* [課題]:
以下の全行を依頼文も含めて再度記載し、回答中の境界ボックス座標の数値をすべて2.4倍して整数に丸めてください（端数0.5は切り上げ）。依頼文およびその書式例の数値は変更しないでください。

(コレクションの保存項目)
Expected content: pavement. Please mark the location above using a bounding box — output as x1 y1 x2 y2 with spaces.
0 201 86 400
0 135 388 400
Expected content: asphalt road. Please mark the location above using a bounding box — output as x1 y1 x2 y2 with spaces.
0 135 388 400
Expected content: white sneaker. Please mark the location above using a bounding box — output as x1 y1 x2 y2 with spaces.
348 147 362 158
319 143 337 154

* [課題への回答]:
Expected content: pavement. Please mark the location above using a bounding box — output as x1 y1 x2 y2 with spaces.
0 482 206 960
0 324 931 960
Expected content: asphalt road. Please mark the location above using a bounding box — output as x1 y1 x2 y2 with spaces.
0 324 931 960
Expected content: white sneaker. Please mark the location above using a bounding box — output as x1 y1 x2 y2 with spaces.
835 353 869 379
766 343 809 370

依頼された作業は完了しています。